- [TASK TO COMPLETE]: Below is a block of records. Copy every line in it that contains the word "instance".

[Items listed in a dataset]
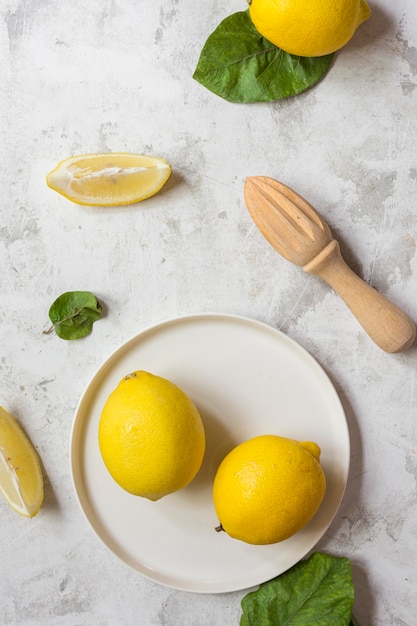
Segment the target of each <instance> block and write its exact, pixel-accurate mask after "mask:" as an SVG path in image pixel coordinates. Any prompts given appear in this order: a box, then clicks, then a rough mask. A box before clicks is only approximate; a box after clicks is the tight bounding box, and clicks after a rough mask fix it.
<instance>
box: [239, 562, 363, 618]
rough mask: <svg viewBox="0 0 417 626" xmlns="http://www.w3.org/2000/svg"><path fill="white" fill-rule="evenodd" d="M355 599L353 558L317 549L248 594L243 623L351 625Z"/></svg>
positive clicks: (245, 607)
mask: <svg viewBox="0 0 417 626" xmlns="http://www.w3.org/2000/svg"><path fill="white" fill-rule="evenodd" d="M353 598H354V589H353V583H352V573H351V567H350V561H349V559H345V558H340V557H334V556H330V555H328V554H323V553H321V552H315V553H314V554H313V555H312V556H311V557H310V558H309V559H307V560H306V561H300V562H299V563H297V565H294V567H292V568H291V569H290V570H288V571H287V572H285V573H284V574H282V575H281V576H278V577H277V578H274V579H273V580H271V581H269V582H267V583H263V584H262V585H260V587H259V588H258V589H257V590H256V591H252V592H250V593H248V594H247V595H246V596H245V597H244V598H243V599H242V609H243V615H242V617H241V620H240V626H284V625H286V624H291V625H292V626H306V625H307V624H311V625H312V626H313V624H314V625H317V624H320V626H349V624H350V621H351V619H352V606H353Z"/></svg>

- [SOLUTION FOR THIS PROBLEM]:
Segment the target of each <instance> block and write its exact, pixel-accurate mask after "mask:" as an SVG path in image pixel coordinates. Any prompts given appear in this order: a box, then clicks, then a rough mask. A box before clicks is only approximate; a box after clicks is the tight bounding box, and clicks after a rough mask fix it.
<instance>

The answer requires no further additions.